EXCERPT:
Speaking of short squeezes, car-rental agency Avis Budget (CAR) doubled in value on Tuesday after reporting numbers that were much stronger than expected. Strong pricing and margins were the story once again. Revenue beat estimates by less than 10 percent, while earnings were 60 percent higher than forecast. The company, which has benefited from used-car price inflation, also said it will add more electric vehicles (EVs) to its fleet.
Speaking of EVs, Ford Motor (F) said October sales rose 195 percent. Conventional SUV volume also remained healthy as the Bronco franchise continues to thrive. Separately, the 118-year old company announced plans to pay off $5 billion of high-yielding debt in a bid to recover its investment-grade credit rating.
Albermarle (ALB), which provides lithium for EV batteries, also jumped to new all-time highs after revenue and guidance surprised to the upside.

GIVEN ENTRIES:
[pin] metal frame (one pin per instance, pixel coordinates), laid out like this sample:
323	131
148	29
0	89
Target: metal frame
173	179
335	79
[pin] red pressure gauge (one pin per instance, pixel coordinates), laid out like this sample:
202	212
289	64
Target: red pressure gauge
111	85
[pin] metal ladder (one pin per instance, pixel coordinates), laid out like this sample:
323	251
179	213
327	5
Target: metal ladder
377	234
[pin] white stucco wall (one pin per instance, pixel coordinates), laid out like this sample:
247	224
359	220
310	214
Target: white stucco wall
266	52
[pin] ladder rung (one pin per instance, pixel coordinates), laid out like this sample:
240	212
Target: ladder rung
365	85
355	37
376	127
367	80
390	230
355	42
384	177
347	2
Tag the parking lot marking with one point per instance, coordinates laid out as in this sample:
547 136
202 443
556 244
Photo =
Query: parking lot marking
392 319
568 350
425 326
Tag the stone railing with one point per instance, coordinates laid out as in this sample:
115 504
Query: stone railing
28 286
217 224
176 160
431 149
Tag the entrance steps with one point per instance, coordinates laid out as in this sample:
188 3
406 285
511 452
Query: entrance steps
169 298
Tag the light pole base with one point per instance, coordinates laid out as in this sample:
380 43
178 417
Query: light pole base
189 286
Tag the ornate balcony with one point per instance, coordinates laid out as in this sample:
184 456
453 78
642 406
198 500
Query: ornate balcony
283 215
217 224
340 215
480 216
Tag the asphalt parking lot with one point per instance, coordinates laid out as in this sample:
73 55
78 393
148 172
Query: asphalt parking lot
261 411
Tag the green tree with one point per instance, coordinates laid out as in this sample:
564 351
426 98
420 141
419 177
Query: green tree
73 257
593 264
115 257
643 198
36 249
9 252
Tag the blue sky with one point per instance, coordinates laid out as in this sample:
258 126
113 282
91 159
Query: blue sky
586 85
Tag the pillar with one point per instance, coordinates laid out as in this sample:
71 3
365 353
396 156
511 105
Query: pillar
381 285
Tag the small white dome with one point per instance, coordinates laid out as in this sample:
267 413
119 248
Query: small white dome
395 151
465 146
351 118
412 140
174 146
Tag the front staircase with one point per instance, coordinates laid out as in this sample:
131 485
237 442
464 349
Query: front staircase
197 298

TASK TO CARRY OUT: Write out word for word the part of the market report above that falls between "Speaking of EVs, Ford" and "investment-grade credit rating.", inclusive.

ANSWER BELOW:
Speaking of EVs, Ford Motor (F) said October sales rose 195 percent. Conventional SUV volume also remained healthy as the Bronco franchise continues to thrive. Separately, the 118-year old company announced plans to pay off $5 billion of high-yielding debt in a bid to recover its investment-grade credit rating.